## What the task requires
Replace every occurrence of "comma-separated" with "comma-delimited" in the entries below, keeping all other text the same.

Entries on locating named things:
____

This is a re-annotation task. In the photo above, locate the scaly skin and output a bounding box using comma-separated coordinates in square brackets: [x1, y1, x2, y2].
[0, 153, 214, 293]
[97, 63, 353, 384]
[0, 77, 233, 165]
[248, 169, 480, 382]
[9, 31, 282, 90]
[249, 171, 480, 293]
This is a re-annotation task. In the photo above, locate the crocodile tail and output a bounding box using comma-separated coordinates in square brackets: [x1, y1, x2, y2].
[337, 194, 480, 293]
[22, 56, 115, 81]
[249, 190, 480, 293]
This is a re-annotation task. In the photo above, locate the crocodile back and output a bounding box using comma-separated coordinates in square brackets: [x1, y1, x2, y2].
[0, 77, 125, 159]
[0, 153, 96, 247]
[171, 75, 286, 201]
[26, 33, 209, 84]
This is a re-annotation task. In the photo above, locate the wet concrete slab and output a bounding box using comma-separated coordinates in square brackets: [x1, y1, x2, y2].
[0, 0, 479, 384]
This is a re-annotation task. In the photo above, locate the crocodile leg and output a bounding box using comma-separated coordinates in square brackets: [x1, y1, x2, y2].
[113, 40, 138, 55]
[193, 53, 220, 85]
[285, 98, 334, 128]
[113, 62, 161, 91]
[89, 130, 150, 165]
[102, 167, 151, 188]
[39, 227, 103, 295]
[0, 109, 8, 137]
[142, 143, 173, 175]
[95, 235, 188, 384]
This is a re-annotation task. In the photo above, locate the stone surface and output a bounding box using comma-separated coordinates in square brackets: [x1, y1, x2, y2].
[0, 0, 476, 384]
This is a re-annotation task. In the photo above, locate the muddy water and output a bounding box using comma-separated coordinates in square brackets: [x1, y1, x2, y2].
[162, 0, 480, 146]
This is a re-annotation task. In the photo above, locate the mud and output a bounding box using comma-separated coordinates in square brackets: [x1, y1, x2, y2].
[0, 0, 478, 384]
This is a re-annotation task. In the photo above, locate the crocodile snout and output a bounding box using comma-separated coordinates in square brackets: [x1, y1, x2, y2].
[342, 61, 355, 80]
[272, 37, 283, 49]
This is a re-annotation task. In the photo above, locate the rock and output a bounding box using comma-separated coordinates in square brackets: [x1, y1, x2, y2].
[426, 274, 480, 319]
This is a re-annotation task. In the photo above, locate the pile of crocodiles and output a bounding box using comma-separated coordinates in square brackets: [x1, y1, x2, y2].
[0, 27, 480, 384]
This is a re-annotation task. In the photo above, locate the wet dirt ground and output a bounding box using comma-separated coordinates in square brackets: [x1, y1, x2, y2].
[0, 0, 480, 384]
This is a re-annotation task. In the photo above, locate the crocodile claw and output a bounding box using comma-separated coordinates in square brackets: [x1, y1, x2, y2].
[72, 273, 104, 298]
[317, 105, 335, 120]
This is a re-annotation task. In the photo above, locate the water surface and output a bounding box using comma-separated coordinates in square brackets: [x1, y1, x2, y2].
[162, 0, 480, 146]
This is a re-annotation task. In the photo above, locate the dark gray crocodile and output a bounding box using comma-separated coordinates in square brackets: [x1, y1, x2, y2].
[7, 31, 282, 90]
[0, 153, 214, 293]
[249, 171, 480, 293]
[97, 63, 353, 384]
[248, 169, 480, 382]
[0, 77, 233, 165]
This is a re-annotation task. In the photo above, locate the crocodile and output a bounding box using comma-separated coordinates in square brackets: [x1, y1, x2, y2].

____

## Solution
This is a re-annotation task. In the photo above, locate the scaly skin and output a bounding box using comma-delimited coordinates in square brackets: [x1, y1, x2, y2].
[0, 153, 214, 293]
[97, 63, 353, 384]
[0, 77, 233, 165]
[248, 169, 480, 382]
[9, 31, 282, 90]
[249, 171, 480, 293]
This is a re-annotation task. In the photo above, locate the crocodile tail and output a bounding box using comma-delimited coordinates in square brackets: [x1, y1, x2, y2].
[337, 194, 480, 293]
[22, 56, 115, 81]
[249, 190, 480, 293]
This is a re-annotation task. In the photo above, locate the crocodile back and output a bounding box using comma-delimited coordinates in square brackets: [x1, y1, x2, y2].
[0, 77, 125, 159]
[0, 153, 96, 247]
[171, 75, 286, 201]
[26, 33, 209, 84]
This is a re-annotation task. In the photo above, locate the wet concrete slab and output a bounding box using comma-delimited coordinates in square brackets: [x1, y1, x2, y2].
[0, 0, 479, 384]
This is a re-annotation task. In the photo above, locate the crocodile leg and output a bounding box using comma-delimited coordinates in square brackets: [x1, y1, x2, y2].
[113, 40, 138, 55]
[193, 53, 220, 85]
[285, 98, 334, 128]
[113, 62, 161, 91]
[89, 130, 150, 165]
[102, 167, 151, 188]
[39, 227, 103, 295]
[0, 109, 8, 137]
[142, 143, 173, 175]
[95, 235, 188, 384]
This is a re-annotation task. In the photo above, locate the stone surface and output a bounding box using comma-delimited coordinates in square brackets: [x1, y1, x2, y2].
[0, 0, 476, 384]
This is a re-annotation task. In the photo above, locate the muddy water and output a bounding box using comma-delimited coordinates in square brackets: [x1, y1, x2, y2].
[162, 0, 480, 146]
This is a re-annotation task. In the photo above, locate the mud and output a bounding box using comma-delimited coordinates in square brackets: [x1, y1, x2, y2].
[0, 0, 478, 384]
This is a re-annotation task. In the photo above, locate the crocodile snout and output a bounding box using comma-delimited coordinates in square brackets: [x1, y1, x2, y2].
[342, 61, 355, 80]
[272, 37, 283, 49]
This is a re-annotation task. In the photo above, locate the rock and output a bounding box using comma-delimited coordinates in square brackets: [x1, y1, x2, y2].
[426, 274, 480, 319]
This is a re-annotation task. In the photo above, locate the pile of crocodiles and output a bounding box using comma-delimited coordinates in square brackets: [x1, y1, x2, y2].
[0, 27, 480, 384]
This is a re-annotation task. In the photo above, locate the wet dirt ground and output a bounding box using comma-delimited coordinates in square brackets: [x1, y1, x2, y2].
[0, 0, 480, 384]
This is a re-annotation task. In the photo above, locate the crocodile claw and output a bounding box using comma-delimited coordinates in square brackets: [x1, y1, x2, y2].
[72, 273, 104, 298]
[317, 105, 335, 120]
This is a re-annotation task. In the photo above, locate the water surface and output a bounding box using comma-delimited coordinates in square brackets: [x1, y1, x2, y2].
[162, 0, 480, 146]
This is a re-annotation task. In the photo above, locate the dark gray crocodile and output a bounding box using comma-delimited coordinates in square brackets: [x1, y1, x2, y2].
[7, 31, 282, 90]
[0, 153, 214, 293]
[249, 171, 480, 293]
[97, 63, 353, 384]
[248, 169, 480, 382]
[0, 77, 233, 165]
This is a re-annotation task. In the photo above, locate the crocodile and output a bounding box using comma-delimited coordinates in square brackets: [x1, y1, x2, y2].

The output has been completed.